The problem: For each line of the data below, copy it if it holds the word "ball".

━━ Exercise input ━━

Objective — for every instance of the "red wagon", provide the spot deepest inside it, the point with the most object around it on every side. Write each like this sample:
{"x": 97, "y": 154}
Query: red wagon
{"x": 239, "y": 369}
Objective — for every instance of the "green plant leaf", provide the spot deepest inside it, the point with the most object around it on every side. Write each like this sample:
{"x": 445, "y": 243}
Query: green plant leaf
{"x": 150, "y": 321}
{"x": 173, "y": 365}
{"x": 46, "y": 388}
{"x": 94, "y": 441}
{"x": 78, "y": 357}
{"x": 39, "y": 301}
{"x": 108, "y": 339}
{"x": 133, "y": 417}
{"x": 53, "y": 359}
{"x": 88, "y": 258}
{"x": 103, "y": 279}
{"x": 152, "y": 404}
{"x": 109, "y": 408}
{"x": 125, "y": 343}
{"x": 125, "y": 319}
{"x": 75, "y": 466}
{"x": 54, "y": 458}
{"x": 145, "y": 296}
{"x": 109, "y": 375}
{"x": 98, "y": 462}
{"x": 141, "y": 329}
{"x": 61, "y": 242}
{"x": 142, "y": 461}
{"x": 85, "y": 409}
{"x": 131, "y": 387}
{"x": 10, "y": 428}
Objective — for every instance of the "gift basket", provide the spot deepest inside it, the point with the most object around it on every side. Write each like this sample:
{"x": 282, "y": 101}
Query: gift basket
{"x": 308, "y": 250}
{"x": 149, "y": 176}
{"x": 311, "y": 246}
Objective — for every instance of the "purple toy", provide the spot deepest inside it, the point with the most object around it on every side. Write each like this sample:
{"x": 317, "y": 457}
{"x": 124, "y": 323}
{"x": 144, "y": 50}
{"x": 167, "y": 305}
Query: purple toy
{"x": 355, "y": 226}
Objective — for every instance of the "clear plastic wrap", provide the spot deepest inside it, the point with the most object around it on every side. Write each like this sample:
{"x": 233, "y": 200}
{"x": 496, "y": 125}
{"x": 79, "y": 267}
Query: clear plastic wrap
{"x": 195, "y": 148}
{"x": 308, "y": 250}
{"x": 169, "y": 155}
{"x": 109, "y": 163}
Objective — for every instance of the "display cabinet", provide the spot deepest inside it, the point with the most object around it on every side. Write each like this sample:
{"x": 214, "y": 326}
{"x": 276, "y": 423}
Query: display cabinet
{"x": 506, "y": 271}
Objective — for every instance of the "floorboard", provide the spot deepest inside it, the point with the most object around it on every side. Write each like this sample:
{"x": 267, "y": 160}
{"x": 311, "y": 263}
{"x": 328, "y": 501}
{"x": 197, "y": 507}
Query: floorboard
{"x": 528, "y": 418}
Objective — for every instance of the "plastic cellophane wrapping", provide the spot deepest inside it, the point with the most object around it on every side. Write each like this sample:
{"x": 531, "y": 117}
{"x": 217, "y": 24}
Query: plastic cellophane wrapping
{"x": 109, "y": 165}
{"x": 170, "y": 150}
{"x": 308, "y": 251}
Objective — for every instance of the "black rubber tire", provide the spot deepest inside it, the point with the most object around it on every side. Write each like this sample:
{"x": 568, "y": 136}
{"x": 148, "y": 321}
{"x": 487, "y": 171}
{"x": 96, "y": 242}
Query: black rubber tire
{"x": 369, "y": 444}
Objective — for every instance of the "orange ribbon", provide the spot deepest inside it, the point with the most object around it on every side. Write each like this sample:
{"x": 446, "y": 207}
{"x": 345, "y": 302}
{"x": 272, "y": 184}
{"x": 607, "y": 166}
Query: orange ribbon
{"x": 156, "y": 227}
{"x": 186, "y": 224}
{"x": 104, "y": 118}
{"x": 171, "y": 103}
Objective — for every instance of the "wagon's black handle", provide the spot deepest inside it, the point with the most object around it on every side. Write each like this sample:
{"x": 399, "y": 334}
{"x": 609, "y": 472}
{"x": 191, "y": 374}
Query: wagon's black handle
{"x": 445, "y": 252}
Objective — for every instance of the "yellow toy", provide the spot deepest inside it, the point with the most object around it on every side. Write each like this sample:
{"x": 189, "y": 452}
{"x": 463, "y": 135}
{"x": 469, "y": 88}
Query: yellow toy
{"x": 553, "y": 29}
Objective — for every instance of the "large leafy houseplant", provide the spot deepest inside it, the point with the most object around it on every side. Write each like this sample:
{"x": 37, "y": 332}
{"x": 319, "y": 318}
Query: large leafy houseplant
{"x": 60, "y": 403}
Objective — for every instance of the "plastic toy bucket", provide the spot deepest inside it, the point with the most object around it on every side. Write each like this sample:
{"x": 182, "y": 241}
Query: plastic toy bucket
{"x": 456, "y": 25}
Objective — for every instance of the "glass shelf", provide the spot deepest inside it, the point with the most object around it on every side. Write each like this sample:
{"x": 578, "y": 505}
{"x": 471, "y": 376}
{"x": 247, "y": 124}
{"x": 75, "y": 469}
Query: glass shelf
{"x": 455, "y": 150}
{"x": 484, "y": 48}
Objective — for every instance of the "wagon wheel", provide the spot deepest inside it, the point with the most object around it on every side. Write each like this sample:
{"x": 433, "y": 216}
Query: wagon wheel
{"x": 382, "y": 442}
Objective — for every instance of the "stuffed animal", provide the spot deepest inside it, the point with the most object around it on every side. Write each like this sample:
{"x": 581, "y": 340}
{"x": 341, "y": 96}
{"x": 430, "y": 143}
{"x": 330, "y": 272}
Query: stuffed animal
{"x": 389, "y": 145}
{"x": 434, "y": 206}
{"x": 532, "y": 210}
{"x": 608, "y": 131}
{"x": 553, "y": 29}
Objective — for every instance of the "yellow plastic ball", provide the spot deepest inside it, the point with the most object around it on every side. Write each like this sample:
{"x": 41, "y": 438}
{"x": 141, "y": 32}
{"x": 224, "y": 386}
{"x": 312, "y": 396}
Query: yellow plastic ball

━━━

Solution to the exercise:
Objective — for every instance of the "yellow plastic ball", provide the spot deepest inside it, the point with the most object around it on every side. Write each like this sample:
Query: yellow plastic ball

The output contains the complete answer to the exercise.